**Data under study**

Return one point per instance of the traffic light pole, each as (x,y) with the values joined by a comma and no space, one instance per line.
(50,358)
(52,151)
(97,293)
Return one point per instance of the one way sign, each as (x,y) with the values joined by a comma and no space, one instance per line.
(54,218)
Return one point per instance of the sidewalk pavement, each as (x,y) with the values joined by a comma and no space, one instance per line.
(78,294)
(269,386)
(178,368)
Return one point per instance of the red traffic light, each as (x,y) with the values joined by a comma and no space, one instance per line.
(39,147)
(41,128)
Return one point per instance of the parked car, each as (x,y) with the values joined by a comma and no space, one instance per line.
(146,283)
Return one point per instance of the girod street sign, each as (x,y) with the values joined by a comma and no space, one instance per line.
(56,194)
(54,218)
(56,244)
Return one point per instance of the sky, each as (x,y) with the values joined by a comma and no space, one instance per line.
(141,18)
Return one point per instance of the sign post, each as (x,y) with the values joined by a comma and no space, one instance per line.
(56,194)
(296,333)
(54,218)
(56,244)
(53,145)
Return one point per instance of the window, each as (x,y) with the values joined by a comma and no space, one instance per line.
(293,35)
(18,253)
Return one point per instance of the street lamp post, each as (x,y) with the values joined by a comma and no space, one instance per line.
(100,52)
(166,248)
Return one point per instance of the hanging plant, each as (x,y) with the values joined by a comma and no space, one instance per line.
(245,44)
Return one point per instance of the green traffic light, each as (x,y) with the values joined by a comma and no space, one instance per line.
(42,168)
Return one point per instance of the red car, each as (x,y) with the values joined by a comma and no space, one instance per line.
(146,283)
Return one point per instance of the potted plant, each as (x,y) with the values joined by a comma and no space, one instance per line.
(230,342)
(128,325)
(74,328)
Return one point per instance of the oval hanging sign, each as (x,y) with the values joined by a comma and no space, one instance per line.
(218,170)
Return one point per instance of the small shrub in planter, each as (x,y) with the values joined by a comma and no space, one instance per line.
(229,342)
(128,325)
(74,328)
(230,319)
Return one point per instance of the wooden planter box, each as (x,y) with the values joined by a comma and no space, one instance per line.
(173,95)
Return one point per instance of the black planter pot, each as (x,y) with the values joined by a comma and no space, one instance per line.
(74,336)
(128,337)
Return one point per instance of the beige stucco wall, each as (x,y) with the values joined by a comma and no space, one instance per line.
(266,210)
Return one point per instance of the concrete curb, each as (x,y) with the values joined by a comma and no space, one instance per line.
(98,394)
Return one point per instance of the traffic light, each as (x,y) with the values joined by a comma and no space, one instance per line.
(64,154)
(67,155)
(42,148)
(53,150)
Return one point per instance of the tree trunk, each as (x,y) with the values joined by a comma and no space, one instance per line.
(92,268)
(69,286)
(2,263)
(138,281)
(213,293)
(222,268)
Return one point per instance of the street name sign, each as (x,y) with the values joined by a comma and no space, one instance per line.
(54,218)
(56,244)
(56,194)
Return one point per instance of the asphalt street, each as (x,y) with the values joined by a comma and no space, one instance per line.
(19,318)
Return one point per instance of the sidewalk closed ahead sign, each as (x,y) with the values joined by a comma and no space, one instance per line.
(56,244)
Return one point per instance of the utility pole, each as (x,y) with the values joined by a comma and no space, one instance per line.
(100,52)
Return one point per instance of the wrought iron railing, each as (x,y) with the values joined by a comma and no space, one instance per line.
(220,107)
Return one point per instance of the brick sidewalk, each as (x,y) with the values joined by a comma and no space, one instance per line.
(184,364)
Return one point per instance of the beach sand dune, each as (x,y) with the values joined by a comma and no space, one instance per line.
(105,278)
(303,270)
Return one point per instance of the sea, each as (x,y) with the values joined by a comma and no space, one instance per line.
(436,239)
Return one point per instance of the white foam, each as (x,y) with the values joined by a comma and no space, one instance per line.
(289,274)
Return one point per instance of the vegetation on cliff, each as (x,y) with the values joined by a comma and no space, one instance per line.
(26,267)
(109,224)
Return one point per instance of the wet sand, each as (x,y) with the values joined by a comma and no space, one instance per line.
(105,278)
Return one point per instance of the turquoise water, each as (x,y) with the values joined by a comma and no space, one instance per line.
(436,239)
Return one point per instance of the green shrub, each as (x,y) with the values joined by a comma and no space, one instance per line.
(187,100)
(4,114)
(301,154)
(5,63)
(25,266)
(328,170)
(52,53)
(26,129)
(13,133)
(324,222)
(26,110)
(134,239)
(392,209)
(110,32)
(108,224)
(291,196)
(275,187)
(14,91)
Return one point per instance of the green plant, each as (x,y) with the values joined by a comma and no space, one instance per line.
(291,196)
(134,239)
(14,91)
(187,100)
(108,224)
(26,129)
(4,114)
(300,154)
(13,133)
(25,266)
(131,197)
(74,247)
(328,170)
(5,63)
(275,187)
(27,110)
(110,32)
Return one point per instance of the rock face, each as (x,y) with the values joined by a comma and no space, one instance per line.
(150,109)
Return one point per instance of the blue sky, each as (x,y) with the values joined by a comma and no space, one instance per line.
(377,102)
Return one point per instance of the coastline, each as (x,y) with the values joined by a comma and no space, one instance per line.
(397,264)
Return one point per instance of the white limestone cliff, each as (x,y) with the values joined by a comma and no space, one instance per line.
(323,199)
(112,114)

**Exercise prompt**
Word for word, repeat every entry listed above.

**Solved exercise**
Return one point per instance of the traffic light pole, each as (x,y) with the values joined by a comma and no space, one instance per line.
(50,358)
(52,151)
(97,293)
Return one point per instance of the one way sign, each as (x,y) with the values joined by a comma and no space, one instance per line.
(54,218)
Return one point per instance of the sidewalk pavement, each as (x,y) with the values joined by a comma and no space, one instance per line.
(78,294)
(269,386)
(178,368)
Return one point per instance of the red traffic light, each as (x,y) with the values joined by a comma and no space, one instance per line.
(39,147)
(41,128)
Return one point per instance of the parked car, each as (x,y) with the values joined by a comma and no space, one instance per line.
(146,283)
Return one point per instance of the girod street sign, each as (x,y) with the values joined by a comma and no space, one instance per line.
(56,194)
(54,218)
(56,244)
Return one point per instance of the sky, each as (x,y) with the values joined by a comma and no space, one instance per line.
(141,18)
Return one point per instance of the sign post, each as (x,y) with the values joined by a comma and no space, one instance per line.
(56,194)
(296,333)
(54,218)
(56,244)
(53,145)
Return one point per instance of the window, each as (x,y) with the values joined by a comma and no space, one instance per line.
(293,35)
(18,253)
Return one point per instance of the street lamp post, each as (x,y) with the values joined by a comma and no space, one instance per line.
(100,52)
(166,248)
Return one point per instance of the hanging plant, each as (x,y) with the values joined by a comma and no space, one instance per line.
(245,44)
Return one point per instance of the green traffic light, each as (x,y) with the values joined by a comma and no space, one instance per line.
(42,168)
Return one point per instance of the red car, each as (x,y) with the values joined by a comma and no space, one instance per line.
(146,283)
Return one point per instance of the potted plant, each as (x,y) with the values joined by a comma and no space, one instance per line.
(230,342)
(128,325)
(74,328)
Return one point per instance of the oval hanging sign, each as (x,y) with the values joined by a comma and no space, one instance per line.
(218,170)
Return one point per instance of the small shrub in planter, each as (x,y) with the values joined by a comma and no space, one instance per line.
(229,342)
(128,325)
(74,328)
(230,319)
Return one point per instance of the wooden planter box, each as (x,y) with the values joined by a comma and no space, one instance per line.
(173,95)
Return one point per instance of the black planter pot, each as (x,y) with the values joined by a comma and no space, one instance per line.
(74,336)
(128,337)
Return one point per instance of the beige stucco wall, each as (x,y) with the values joined by a comma and no space, one instance per line.
(266,210)
Return one point per instance of the concrete curb, each as (x,y) with the values joined by a comma and no space, one instance per line.
(98,394)
Return one point per instance of the traffic light, each as (x,y) with the values joined by a comma and no space, one instance per line.
(64,154)
(67,155)
(42,148)
(53,150)
Return one point per instance of the tree trunk, each as (x,y) with the values joined by a comma and no space, one instance per line.
(92,268)
(69,286)
(2,263)
(138,281)
(213,293)
(222,268)
Return one point per instance of the street name sign, each as (x,y) with the values joined by a comma and no space, one instance per line.
(54,218)
(56,244)
(56,194)
Return one point per instance of the asphalt street, each as (x,y) with the values joined by a comma and no space, one instance per line.
(19,318)
Return one point per instance of the sidewalk closed ahead sign, each as (x,y) with the values joined by a comma and no space, one instance per line.
(56,244)
Return one point per instance of the utility pole, each as (x,y) with the values joined by a comma and no space, one instance per line.
(100,52)
Return one point per instance of the wrought iron railing, each as (x,y) with the values joined by a comma and no space, one instance per line.
(220,107)
Return one point per instance of the brick sidewalk, each as (x,y) with the values joined by a comma and no space, one instance per line.
(184,364)
Return one point per instance of the beach sand dune, each as (x,y) with the values joined by a comma and no space, one instance per line.
(105,278)
(303,270)
Return one point per instance of the sea, each as (x,y) with the values joined by a comma and no space, one instance per line.
(436,239)
Return one point per instance of the white foam, each as (x,y) with the values joined by a comma and no space, one instance per line.
(289,274)
Return one point per instance of the vegetation on cliff, each as (x,y) with the values joined by a comma and no space, one instance per line.
(26,267)
(109,224)
Return one point per instance of the wet sand, each as (x,y) with the values joined by a comma and no space, one instance per line.
(105,278)
Return one point per instance of the turquoise water, each as (x,y) with the values joined by a comma and no space, one instance per line.
(436,239)
Return one point per instance of the green shrub, each as (x,y) with the values joined by a comma and no space, one instance per line.
(187,100)
(4,114)
(301,154)
(5,63)
(25,266)
(328,170)
(52,53)
(26,129)
(13,133)
(324,222)
(26,110)
(134,239)
(392,209)
(110,32)
(108,224)
(291,196)
(275,187)
(14,91)
Return one point per instance of the green plant, each as (x,y) with the values joined by a comma and no space, one instance per line.
(291,196)
(134,239)
(14,91)
(187,100)
(108,224)
(26,129)
(4,114)
(300,154)
(13,133)
(25,266)
(131,197)
(74,247)
(328,170)
(5,63)
(275,187)
(27,110)
(110,32)
Return one point per instance of the rock face, each as (x,y) with the values joined by a comma and no space, one instance per line.
(150,109)
Return one point per instance of the blue sky, each as (x,y) with the values joined by a comma and no space, one instance per line.
(377,102)
Return one point per instance of the coastline, each as (x,y) with the values joined by a comma and no space, one instance per line.
(397,264)
Return one point per instance of the white limestone cliff, each as (x,y) with the values joined by a comma and no space, one instance per line.
(323,199)
(112,114)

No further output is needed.